[Entries taken from a collection]
┄┄┄┄┄┄

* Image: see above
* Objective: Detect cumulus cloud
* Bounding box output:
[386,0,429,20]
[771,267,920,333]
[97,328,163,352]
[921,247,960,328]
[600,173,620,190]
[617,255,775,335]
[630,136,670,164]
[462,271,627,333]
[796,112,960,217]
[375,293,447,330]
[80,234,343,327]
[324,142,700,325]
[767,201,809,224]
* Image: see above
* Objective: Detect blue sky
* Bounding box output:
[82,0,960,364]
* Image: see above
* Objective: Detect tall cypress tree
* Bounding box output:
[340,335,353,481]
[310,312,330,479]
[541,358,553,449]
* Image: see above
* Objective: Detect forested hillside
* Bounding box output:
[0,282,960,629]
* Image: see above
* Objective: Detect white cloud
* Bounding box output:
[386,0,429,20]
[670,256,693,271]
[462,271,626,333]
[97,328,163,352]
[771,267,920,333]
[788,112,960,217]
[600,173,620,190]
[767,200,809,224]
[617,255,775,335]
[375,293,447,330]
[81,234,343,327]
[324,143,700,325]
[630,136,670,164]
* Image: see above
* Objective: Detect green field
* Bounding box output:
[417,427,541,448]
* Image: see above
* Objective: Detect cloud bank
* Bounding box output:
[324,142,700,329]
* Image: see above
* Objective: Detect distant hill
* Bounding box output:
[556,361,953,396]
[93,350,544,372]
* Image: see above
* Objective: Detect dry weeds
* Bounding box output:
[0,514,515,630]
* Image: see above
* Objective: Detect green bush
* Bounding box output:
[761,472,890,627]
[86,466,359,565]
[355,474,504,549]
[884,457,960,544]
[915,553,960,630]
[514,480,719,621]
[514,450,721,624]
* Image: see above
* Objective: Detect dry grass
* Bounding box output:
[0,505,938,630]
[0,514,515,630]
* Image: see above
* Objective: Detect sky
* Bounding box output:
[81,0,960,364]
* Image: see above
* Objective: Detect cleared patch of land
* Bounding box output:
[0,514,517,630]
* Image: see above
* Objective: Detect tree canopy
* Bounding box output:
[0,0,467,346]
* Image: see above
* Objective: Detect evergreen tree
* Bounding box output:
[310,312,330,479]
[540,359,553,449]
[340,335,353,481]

┄┄┄┄┄┄

Return every entry verbatim.

* Image: see above
* Objective: Detect cumulus cloud
* Bounding box output:
[386,0,429,20]
[771,267,920,333]
[97,328,163,352]
[921,247,960,328]
[600,173,620,190]
[617,255,775,335]
[630,136,670,164]
[462,271,627,333]
[796,112,960,217]
[375,293,447,330]
[80,234,343,327]
[324,142,700,325]
[767,201,809,224]
* Image: see above
* Objective: Detect blue sky
* Bounding box output:
[82,0,960,364]
* Image: see above
* Objective: Detect tall cypress tree
* Bounding box output:
[340,335,353,481]
[310,312,330,479]
[541,358,553,449]
* Image: see above
* Objective: Detect forested hillside
* Bounding box output:
[0,282,960,629]
* Image: see above
* Objective: Detect white cloud
* Bounding box output:
[386,0,429,20]
[670,256,693,271]
[462,271,626,333]
[97,328,163,352]
[771,267,920,333]
[788,112,960,217]
[600,173,620,190]
[767,200,809,224]
[617,255,775,335]
[375,293,447,330]
[81,234,343,327]
[324,143,700,325]
[630,136,670,164]
* Image: see above
* Objective: Detect green field
* Bounding box output:
[417,427,541,448]
* Image: see above
* Objective: Detect cloud bank
* Bounding box output:
[324,142,700,329]
* Image: see above
* Objective: Detect distant hill
* Bounding box output:
[556,361,953,396]
[93,350,544,372]
* Image: see above
* Objective: Detect dry weeds
* Bounding box output:
[0,514,515,630]
* Image: see above
* Objective: Detect green bush
* Bounding box output:
[761,472,890,627]
[86,466,359,565]
[355,474,504,549]
[884,457,960,544]
[915,553,960,630]
[514,480,719,621]
[514,450,721,624]
* Image: see above
* Objective: Detect dry grass
* Bounding box output:
[0,505,938,630]
[0,514,515,630]
* Image: see above
* Objective: Detect sky
* Bounding box output:
[81,0,960,364]
* Image: see above
* Objective: Detect cleared patch of land
* Bounding box output:
[0,514,517,630]
* Image: see above
* Objective: Detect tree canopy
* Bounding box output:
[0,0,467,346]
* Image: see above
* Objective: Detect evergreen tree
* Bounding box output:
[310,312,330,479]
[540,359,553,449]
[340,335,353,481]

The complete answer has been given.